— begin —
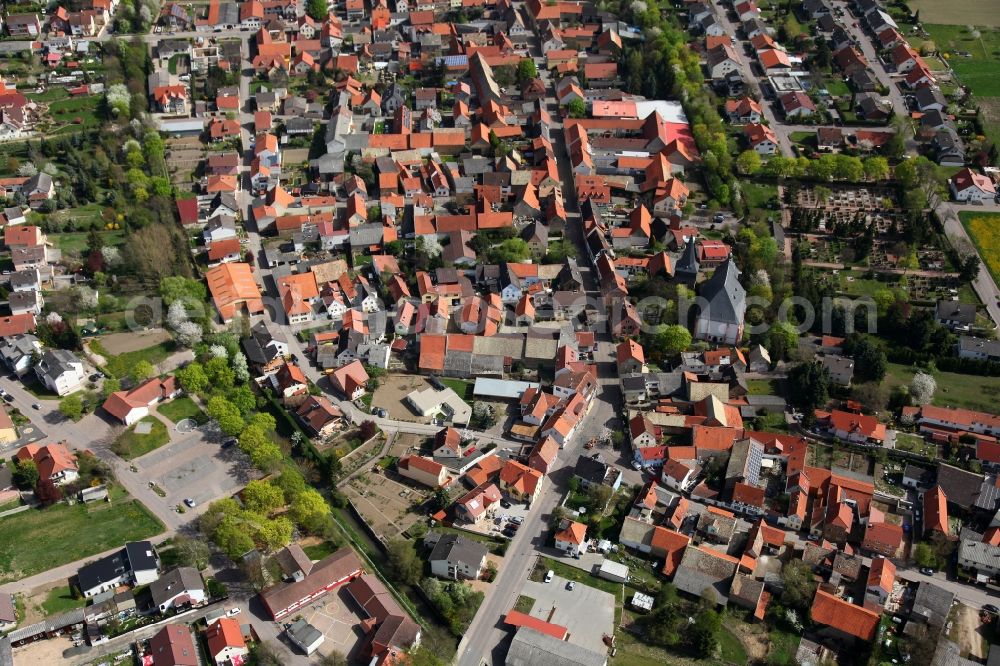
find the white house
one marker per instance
(60, 371)
(969, 186)
(571, 538)
(179, 587)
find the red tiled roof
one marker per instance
(852, 620)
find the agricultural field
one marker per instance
(981, 71)
(984, 230)
(41, 539)
(954, 390)
(957, 12)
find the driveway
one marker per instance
(193, 465)
(587, 612)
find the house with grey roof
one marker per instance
(177, 588)
(454, 557)
(720, 318)
(704, 571)
(533, 648)
(687, 267)
(17, 352)
(931, 605)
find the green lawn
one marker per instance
(182, 408)
(41, 539)
(77, 241)
(732, 648)
(132, 445)
(906, 441)
(120, 365)
(784, 645)
(318, 551)
(981, 72)
(62, 599)
(954, 389)
(459, 386)
(759, 195)
(763, 387)
(836, 86)
(984, 230)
— end —
| Goal |
Write out the whole listing above again, word for word and line by line, but leave out the picture.

| Solved exercise |
find the white house
one marker per instance
(60, 371)
(969, 186)
(571, 538)
(179, 587)
find the red tiled roof
one marker per instance
(852, 620)
find the agricultural field
one marker per instance
(981, 71)
(984, 230)
(41, 539)
(954, 390)
(957, 12)
find the driveway
one marker per instance
(193, 465)
(587, 612)
find the house with grey roof
one marker per instance
(177, 588)
(454, 557)
(720, 318)
(704, 571)
(533, 648)
(687, 267)
(17, 352)
(931, 605)
find the green lawn
one marker per instance
(182, 408)
(41, 539)
(77, 241)
(732, 648)
(132, 445)
(906, 441)
(120, 365)
(784, 645)
(318, 551)
(981, 72)
(62, 599)
(954, 389)
(459, 386)
(759, 195)
(763, 387)
(836, 86)
(984, 230)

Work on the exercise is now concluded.